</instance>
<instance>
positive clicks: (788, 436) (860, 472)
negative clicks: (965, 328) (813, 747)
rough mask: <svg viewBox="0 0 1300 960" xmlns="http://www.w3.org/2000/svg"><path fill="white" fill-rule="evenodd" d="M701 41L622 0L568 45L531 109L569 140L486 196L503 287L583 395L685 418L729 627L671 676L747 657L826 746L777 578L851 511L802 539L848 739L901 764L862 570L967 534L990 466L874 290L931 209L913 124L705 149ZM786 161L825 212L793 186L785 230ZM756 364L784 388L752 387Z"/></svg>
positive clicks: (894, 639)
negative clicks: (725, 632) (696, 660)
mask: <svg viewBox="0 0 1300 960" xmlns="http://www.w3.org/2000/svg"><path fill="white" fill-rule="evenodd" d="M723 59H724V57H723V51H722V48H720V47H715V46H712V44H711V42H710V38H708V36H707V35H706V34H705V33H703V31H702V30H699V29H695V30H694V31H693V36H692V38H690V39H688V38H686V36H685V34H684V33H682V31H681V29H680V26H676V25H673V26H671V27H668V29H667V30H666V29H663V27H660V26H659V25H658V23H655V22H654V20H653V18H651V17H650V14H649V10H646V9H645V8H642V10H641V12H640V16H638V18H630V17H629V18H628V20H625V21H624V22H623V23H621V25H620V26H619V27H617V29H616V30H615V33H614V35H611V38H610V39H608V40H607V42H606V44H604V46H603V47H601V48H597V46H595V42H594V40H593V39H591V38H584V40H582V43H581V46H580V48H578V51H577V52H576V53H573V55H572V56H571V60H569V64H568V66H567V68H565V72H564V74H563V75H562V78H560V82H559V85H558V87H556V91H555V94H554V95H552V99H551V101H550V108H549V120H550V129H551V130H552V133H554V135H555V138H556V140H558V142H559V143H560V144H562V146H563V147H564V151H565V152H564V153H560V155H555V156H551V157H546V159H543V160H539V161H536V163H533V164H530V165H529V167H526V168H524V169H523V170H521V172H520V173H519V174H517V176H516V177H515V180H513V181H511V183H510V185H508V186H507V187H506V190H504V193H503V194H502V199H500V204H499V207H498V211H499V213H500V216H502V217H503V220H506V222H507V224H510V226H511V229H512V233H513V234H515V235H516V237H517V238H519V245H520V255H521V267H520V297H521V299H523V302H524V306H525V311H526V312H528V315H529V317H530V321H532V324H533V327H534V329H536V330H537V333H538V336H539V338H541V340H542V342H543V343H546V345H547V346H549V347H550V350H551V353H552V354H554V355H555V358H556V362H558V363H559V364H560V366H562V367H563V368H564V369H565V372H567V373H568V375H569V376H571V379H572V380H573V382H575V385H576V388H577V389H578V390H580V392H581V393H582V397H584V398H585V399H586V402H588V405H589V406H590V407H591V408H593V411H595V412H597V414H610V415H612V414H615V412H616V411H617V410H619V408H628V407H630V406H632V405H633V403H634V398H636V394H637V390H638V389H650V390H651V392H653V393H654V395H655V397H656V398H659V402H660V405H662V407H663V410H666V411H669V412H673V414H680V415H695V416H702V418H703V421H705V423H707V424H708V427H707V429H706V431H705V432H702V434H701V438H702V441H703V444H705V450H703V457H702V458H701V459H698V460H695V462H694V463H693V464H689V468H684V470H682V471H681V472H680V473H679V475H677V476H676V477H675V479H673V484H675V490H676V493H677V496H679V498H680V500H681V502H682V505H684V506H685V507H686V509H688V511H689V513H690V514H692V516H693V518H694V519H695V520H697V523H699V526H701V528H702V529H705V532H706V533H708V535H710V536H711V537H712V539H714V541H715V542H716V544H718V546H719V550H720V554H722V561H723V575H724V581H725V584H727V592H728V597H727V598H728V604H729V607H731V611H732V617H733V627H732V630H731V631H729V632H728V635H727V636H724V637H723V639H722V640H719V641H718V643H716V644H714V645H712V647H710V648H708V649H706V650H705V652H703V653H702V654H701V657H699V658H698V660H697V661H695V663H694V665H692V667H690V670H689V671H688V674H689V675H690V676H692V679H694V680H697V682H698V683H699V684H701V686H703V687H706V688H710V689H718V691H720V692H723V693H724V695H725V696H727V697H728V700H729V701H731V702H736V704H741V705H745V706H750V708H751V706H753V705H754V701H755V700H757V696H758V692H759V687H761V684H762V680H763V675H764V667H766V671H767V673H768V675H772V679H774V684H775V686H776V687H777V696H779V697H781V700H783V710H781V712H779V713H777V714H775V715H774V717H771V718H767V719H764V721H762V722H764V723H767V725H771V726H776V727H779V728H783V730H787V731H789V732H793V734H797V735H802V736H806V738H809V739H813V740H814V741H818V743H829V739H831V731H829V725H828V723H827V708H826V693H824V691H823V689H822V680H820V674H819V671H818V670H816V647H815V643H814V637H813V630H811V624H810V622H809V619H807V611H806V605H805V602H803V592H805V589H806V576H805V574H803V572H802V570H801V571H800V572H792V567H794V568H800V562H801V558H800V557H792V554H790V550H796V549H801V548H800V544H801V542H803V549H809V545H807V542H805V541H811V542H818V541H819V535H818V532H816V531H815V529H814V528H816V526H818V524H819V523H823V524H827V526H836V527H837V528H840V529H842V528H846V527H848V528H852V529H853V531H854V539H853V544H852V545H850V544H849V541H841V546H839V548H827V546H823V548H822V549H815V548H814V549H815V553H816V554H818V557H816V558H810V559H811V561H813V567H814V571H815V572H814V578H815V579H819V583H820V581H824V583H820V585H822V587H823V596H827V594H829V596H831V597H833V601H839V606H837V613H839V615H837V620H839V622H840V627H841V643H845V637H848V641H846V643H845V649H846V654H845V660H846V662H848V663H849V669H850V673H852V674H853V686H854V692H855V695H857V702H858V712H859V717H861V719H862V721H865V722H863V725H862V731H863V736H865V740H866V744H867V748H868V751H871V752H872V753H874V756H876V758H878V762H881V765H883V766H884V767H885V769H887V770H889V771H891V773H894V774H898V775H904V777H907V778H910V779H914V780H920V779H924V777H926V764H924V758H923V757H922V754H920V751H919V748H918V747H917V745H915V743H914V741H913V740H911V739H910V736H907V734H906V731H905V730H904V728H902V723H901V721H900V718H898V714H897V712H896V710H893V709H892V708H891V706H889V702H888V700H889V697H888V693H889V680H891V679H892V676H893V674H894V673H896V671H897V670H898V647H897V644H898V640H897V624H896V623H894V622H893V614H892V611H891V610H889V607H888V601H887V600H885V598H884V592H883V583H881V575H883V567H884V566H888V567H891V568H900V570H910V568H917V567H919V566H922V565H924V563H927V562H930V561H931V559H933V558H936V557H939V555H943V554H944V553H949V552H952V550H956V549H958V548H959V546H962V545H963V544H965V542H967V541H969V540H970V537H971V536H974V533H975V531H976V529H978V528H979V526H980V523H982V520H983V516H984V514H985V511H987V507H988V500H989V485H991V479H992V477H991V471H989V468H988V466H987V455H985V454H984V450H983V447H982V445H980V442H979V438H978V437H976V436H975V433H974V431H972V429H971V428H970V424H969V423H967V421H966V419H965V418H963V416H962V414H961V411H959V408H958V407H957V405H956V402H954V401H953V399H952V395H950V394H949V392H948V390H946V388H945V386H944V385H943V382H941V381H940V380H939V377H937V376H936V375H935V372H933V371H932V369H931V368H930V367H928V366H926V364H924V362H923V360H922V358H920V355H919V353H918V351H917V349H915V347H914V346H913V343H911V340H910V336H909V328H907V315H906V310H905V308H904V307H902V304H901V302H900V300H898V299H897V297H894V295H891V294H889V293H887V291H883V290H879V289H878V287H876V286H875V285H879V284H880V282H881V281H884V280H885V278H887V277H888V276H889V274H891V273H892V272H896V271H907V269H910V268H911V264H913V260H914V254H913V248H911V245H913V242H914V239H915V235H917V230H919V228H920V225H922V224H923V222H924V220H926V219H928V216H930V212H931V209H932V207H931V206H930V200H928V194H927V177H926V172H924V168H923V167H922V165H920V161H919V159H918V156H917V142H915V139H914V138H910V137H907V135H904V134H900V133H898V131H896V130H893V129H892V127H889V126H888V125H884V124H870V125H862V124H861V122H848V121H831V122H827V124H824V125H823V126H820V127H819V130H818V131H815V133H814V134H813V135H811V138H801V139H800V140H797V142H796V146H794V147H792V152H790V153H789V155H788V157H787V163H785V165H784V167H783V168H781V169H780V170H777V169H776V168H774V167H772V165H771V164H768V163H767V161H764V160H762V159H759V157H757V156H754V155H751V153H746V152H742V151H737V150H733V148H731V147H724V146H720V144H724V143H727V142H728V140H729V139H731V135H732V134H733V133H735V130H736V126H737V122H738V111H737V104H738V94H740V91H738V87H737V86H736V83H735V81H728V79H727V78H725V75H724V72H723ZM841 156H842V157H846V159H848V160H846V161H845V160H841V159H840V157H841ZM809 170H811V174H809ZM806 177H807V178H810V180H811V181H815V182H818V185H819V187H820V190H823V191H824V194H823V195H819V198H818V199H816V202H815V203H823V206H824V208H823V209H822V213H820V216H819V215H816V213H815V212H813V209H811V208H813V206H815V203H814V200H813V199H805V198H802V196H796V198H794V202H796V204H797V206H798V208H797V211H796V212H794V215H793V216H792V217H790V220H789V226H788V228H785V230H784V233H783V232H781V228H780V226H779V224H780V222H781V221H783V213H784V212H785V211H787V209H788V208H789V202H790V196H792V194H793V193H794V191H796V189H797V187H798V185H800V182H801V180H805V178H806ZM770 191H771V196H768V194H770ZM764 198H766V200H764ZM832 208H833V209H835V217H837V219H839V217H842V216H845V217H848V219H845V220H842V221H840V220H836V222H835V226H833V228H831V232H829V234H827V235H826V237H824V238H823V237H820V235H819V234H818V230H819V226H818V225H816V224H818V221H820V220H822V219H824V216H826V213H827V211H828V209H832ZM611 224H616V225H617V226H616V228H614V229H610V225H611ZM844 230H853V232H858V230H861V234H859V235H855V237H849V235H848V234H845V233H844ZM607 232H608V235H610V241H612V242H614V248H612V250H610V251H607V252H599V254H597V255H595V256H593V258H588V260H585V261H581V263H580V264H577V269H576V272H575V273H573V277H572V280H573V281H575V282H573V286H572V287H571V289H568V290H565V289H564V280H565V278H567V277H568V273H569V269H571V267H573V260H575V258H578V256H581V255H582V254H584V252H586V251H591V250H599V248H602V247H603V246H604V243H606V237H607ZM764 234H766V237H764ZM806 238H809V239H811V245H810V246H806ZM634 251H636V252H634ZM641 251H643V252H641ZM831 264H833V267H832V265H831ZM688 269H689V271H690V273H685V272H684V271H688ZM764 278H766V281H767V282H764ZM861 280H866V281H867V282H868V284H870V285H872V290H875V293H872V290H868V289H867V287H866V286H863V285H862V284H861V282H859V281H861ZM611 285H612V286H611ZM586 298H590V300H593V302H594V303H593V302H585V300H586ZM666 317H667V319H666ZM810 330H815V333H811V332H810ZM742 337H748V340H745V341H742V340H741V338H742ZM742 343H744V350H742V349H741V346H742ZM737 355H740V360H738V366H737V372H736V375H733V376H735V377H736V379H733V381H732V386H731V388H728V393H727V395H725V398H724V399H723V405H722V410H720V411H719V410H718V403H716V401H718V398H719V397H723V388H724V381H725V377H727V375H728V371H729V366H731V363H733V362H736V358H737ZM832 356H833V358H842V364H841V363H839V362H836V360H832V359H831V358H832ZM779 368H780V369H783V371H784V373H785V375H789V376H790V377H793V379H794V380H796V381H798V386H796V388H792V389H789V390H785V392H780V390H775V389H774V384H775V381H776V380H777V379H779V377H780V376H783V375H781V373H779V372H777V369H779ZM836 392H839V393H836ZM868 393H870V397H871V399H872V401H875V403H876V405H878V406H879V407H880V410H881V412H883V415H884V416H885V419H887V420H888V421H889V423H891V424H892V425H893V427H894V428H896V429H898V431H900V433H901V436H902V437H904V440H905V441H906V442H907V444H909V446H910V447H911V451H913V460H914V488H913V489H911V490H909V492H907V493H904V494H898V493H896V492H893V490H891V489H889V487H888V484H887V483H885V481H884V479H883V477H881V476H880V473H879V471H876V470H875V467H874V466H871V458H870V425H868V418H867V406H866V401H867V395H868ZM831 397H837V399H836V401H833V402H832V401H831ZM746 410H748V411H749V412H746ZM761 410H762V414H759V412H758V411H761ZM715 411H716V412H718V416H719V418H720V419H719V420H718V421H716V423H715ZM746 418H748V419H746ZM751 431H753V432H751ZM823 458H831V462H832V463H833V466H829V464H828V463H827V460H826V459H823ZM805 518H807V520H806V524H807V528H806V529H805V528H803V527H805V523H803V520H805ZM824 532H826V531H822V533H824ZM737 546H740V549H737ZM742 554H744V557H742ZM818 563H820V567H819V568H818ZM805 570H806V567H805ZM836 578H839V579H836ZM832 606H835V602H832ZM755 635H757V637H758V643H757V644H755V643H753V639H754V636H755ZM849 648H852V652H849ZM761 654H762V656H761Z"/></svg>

• DIRECTIONS:
Reproduce the rows from the beginning of the rows through the line containing "negative clicks: (725, 632) (696, 660)", inclusive, substituting "included points" for every occurrence of "positive clicks" and leaving all else unchanged.

• EXERCISE RESPONSE:
</instance>
<instance>
included points: (788, 436) (860, 472)
negative clicks: (965, 328) (813, 747)
rough mask: <svg viewBox="0 0 1300 960" xmlns="http://www.w3.org/2000/svg"><path fill="white" fill-rule="evenodd" d="M701 41L622 0L568 45L531 109L569 140L486 196L503 287L583 395L685 418L729 627L671 676L747 657L826 746L777 578L851 511L802 539L848 739L901 764L862 570L967 534L990 466L874 290L931 209L913 124L705 149ZM786 161L825 212L793 186L785 230ZM756 364L784 388L752 387Z"/></svg>
included points: (894, 639)
negative clicks: (725, 632) (696, 660)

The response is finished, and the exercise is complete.